→ Document
______________________________

The removal percentage (R%) of Pb(II) ions from aqueous solutions can be calculated using Equation (1):

$$\mathrm{R}\%=\frac{{\mathrm{C}}_{\mathrm{o}}-{ \mathrm{C}}_{\mathrm{e}}}{{\mathrm{C}}_{\mathrm{o}}}\times 100$$

(1)

where C_o and C_e are the initial and equilibrium concentration of Pb(II) ions.

2.5. Kinetic Studies

The kinetic behavior of the adsorption process was investigated using various kinetic models. Equation (2) gives the Lagergren pseudo-first-order model [7].

$$\ln \left({\mathrm{q}}_{\mathrm{e}}-{ \mathrm{q}}_{\mathrm{t}}\right)=\ln {\mathrm{q}}_{\mathrm{e}}-{ \mathrm{k}}_1\mathrm{t}$$

(2)

The pseudo-second-order equation is presented in Equation (3):

$$\frac{\mathrm{t}}{{\mathrm{q}}_{\mathrm{e}}}=\frac{1}{{\mathrm{k}}_2{\mathrm{q}}_{\mathrm{e}}^2}+\frac{\mathrm{t}}{{\mathrm{q}}_{\mathrm{e}}}$$

(3)

where q_e and q_t (mg/g) are the adsorbed amounts of Pb(II) ions by 0.30 g of the composite at equilibrium and time t, respectively. k₁ (min⁻¹) is the pseudo-first-order constant for the adsorption, k₂ (g mg⁻¹ min⁻¹) is the pseudo-second-order constant.

The intra-particle diffusion kinetic model is displayed by Equation (4)

$${\mathrm{q}}_{\mathrm{t}}={ \mathrm{k}}_{\mathrm{id}}{ \mathrm{t}}^{1/2}+\mathrm{I}$$

(4)

______________________________

→ Listing
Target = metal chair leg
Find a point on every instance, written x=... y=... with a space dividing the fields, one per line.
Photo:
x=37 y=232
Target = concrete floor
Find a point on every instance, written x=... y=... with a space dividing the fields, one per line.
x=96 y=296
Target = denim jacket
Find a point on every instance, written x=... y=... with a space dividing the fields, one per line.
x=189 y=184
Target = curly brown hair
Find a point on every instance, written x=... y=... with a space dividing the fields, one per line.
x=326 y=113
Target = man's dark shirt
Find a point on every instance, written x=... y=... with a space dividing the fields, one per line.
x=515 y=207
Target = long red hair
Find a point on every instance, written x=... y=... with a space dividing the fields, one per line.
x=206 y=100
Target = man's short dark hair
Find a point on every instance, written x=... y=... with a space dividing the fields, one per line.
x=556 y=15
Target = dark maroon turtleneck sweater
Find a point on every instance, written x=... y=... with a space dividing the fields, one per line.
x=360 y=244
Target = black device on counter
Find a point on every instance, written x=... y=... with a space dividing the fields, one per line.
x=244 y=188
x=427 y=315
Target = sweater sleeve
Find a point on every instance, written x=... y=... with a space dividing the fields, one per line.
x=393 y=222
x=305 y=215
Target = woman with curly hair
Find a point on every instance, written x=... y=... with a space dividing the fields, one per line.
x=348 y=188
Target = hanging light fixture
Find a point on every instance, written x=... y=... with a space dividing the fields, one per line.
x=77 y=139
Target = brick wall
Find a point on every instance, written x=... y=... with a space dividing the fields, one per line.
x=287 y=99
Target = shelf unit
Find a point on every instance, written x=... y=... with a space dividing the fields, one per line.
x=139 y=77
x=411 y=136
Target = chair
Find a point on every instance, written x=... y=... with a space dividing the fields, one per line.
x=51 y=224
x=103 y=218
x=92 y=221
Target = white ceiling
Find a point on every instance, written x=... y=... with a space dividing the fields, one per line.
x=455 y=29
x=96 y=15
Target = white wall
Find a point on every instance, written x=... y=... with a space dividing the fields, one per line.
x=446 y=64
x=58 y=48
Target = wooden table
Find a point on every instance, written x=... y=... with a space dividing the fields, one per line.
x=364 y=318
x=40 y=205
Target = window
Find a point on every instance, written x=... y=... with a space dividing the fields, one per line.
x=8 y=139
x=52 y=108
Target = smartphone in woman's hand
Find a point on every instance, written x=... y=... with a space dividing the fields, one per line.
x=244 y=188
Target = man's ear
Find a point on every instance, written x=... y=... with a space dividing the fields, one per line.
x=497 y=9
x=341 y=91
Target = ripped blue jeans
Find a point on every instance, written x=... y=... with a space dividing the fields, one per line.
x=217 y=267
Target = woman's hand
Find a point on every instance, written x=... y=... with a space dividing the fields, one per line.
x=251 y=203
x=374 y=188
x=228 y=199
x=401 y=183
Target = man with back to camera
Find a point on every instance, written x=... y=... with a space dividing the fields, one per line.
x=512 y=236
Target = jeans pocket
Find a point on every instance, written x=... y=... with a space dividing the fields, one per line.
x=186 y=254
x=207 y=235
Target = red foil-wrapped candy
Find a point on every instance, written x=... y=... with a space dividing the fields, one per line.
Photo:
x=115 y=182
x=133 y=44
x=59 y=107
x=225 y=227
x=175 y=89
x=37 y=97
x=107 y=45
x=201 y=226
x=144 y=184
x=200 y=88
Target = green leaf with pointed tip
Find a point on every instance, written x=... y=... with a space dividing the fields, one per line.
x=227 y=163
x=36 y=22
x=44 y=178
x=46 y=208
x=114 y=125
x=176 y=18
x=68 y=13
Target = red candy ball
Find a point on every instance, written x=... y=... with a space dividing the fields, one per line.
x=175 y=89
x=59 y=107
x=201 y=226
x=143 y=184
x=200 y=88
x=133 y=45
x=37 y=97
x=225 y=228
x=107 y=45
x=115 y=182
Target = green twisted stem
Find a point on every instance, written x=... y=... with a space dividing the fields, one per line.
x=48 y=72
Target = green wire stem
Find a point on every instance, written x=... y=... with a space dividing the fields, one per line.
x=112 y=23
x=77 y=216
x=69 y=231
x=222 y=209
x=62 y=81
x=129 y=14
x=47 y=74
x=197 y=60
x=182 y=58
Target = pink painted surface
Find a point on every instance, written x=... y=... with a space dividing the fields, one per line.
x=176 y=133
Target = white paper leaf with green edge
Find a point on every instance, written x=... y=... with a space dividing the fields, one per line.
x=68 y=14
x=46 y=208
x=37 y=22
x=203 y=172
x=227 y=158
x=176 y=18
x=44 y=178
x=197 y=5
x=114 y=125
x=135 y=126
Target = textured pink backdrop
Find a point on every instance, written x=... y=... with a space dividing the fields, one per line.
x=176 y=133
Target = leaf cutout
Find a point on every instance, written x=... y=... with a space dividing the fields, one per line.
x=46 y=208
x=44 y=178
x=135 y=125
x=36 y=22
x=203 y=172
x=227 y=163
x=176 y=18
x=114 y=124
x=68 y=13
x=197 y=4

______________________________

→ To do
**a)** In the Pb(II) adsorption text, how much composite do the adsorbed amounts q_e and q_t refer to?
**b)** How does the Pb(II) adsorption text calculate the removal percentage of Pb(II) ions from the initial and equilibrium concentrations? Answer in one to three sentences.
**c)** Which kinetic models does the Pb(II) adsorption text present for the adsorption process?

→ Worked answers
**a)** 0.30 g of the composite.

**b)** The equilibrium concentration C_e is subtracted from the initial concentration C_o, and the difference is divided by C_o. Multiplying that ratio by 100 gives the removal percentage, as Equation (1) shows.

**c)**
- Lagergren pseudo-first-order model
- Pseudo-second-order model
- Intra-particle diffusion kinetic model